* Objectif A *
Recopiez, s'il vous plaît, le passage de l'extrait sur l'œuvre de Roud qui commence aux mots « Le troisième volume » et s'arrête après « vie de Roud. ».

━━━━━━━━━━

Le premier volume réunit les dix recueils de poésie écrits entre 1928 et 1972, auxquels s’ajoutent quantité de textes parus en revue. « Roud a souvent insisté sur ce qui lui apparaissait comme le cœur de son entreprise poétique, la quête des signes et des messages inscrits dans l’univers et le vivant. » Le second volume donne l’ensemble de son travail de traducteur : il a traduit des poèmes de Trakl et a été l’un des premiers à traduire en français Hölderlin (en 1942, mais 1930 en revue), Novalis (1948), Rilke (1945) ; pour lui, la traduction devait être « la restitution d’un climat, d’un rythme, des sonorités ». Rappelons que Philippe Jaccottet a sollicité Roud, qu’il connaissait, quand il a préparé l’édition de Hölderlin dans la Pléiade, publiée en 1967.
Le troisième volume contient la totalité du Journal (1916-1976) : « événements du jour, réflexions sur soi, descriptions de paysages, propos sur l’art, poèmes, écriture automatique, récits de rêves, « dictées » ou encore projets liés à des textes ou à des recueils. ». L’œuvre critique occupe le quatrième volume, elle n’avait pas été rassemblée du vivant de Roud. Sa lecture des œuvres prolonge ses réflexions « sur le processus créatif en général » et « nourrit sa démarche de poète ». Chaque volume est présenté et annoté, pour la poésie par un collectif, pour les traductions par Raphaëlle Lacord, pour le Journal par Alexis Christen et pour la critique par Bruno Pellegrino dont le roman Là-bas est un jour d’automne (2018) repose sur la vie de Roud.
Roud a photographié la région où il a passé sa vie dans le Haut-Jorat (région de Vevey) et il est à souhaiter qu’un large choix de ses photographies, parmi les milliers de clichés conservés, soit rassemblé à côté des deux publications existantes.

━━━━━━━━━━

* Objectif B *
Reprenez les lignes de la liste à partir de celle qui contient « Where can the dark » et jusqu'à la fin de la liste, en remplaçant « one point per instance » par « a single point for each instance ». Ne changez rien d'autre et ne donnez que ces lignes.

━━━━━━━━━━

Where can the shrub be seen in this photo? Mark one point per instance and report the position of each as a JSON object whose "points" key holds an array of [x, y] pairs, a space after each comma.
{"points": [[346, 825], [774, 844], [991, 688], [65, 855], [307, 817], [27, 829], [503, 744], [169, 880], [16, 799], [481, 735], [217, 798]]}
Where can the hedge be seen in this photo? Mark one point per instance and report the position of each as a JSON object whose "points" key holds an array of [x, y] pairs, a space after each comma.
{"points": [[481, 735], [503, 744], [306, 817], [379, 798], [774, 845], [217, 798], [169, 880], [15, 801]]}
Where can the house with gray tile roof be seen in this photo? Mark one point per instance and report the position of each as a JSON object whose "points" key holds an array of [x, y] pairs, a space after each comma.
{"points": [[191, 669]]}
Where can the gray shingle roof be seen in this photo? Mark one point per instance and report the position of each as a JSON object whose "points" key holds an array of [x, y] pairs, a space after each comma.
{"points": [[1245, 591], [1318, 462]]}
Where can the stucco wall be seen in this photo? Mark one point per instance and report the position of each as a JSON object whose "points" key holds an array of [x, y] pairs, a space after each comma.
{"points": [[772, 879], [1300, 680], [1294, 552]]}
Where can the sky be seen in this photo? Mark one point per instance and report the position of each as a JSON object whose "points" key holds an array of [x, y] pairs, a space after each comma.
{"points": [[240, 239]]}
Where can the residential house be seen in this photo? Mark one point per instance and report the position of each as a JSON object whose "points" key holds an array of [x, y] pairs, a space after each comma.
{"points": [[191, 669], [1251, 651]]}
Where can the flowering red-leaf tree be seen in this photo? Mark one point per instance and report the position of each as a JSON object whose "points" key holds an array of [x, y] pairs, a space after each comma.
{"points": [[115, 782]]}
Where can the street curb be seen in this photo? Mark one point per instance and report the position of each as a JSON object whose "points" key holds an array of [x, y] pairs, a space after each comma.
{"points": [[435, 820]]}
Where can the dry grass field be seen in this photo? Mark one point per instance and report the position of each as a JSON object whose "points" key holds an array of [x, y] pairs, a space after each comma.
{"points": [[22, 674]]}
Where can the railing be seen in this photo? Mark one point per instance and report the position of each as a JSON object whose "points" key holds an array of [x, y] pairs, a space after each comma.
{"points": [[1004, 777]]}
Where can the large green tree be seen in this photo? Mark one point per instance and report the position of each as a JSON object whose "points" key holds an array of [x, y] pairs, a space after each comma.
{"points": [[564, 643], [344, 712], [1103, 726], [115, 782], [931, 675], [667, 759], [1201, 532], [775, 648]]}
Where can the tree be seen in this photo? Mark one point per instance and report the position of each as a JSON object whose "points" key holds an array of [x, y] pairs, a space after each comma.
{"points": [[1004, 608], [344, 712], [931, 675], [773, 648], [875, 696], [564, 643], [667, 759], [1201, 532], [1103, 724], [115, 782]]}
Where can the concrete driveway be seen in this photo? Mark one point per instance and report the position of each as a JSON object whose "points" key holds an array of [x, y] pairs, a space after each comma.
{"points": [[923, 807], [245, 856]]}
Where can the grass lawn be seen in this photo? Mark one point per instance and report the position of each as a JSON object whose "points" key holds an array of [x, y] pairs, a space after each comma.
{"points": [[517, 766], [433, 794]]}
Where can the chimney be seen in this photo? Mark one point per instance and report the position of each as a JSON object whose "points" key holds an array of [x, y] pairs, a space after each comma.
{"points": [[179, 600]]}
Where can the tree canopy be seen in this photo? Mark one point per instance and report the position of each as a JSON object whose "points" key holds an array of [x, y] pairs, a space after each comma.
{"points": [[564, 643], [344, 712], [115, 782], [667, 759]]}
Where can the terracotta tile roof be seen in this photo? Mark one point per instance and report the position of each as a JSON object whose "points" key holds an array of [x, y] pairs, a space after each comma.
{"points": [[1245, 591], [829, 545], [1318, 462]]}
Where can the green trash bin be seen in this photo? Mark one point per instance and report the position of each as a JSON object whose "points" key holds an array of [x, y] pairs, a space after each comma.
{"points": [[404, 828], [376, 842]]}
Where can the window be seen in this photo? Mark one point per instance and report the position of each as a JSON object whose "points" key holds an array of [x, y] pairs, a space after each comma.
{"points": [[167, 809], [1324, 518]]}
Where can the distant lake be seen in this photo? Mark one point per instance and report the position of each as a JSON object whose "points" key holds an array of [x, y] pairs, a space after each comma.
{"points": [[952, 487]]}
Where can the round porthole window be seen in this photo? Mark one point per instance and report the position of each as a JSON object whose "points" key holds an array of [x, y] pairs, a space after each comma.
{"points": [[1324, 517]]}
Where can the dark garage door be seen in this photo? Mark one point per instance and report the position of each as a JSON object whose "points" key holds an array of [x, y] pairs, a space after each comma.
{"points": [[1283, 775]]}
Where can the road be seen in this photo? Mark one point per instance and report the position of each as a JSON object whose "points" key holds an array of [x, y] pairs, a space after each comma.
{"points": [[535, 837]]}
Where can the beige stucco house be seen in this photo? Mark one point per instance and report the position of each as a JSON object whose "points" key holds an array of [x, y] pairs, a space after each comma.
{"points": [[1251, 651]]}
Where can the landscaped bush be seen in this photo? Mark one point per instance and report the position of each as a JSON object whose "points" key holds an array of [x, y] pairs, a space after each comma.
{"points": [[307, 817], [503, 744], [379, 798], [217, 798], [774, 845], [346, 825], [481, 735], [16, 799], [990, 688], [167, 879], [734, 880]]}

━━━━━━━━━━

* Réponse complète A *
Le troisième volume contient la totalité du Journal (1916-1976) : « événements du jour, réflexions sur soi, descriptions de paysages, propos sur l’art, poèmes, écriture automatique, récits de rêves, « dictées » ou encore projets liés à des textes ou à des recueils. ». L’œuvre critique occupe le quatrième volume, elle n’avait pas été rassemblée du vivant de Roud. Sa lecture des œuvres prolonge ses réflexions « sur le processus créatif en général » et « nourrit sa démarche de poète ». Chaque volume est présenté et annoté, pour la poésie par un collectif, pour les traductions par Raphaëlle Lacord, pour le Journal par Alexis Christen et pour la critique par Bruno Pellegrino dont le roman Là-bas est un jour d’automne (2018) repose sur la vie de Roud.

* Réponse complète B *
Where can the dark garage door be seen in this photo? Mark a single point for each instance and report the position of each as a JSON object whose "points" key holds an array of [x, y] pairs, a space after each comma.
{"points": [[1283, 775]]}
Where can the road be seen in this photo? Mark a single point for each instance and report the position of each as a JSON object whose "points" key holds an array of [x, y] pairs, a space after each comma.
{"points": [[535, 837]]}
Where can the beige stucco house be seen in this photo? Mark a single point for each instance and report the position of each as a JSON object whose "points" key holds an array of [x, y] pairs, a space after each comma.
{"points": [[1251, 651]]}
Where can the landscaped bush be seen in this photo? Mark a single point for each instance and report the position of each as a JSON object whose "points" key holds an array of [x, y] pairs, a space after each comma.
{"points": [[307, 817], [503, 744], [379, 798], [217, 798], [774, 845], [346, 825], [481, 735], [16, 799], [990, 688], [167, 879], [734, 880]]}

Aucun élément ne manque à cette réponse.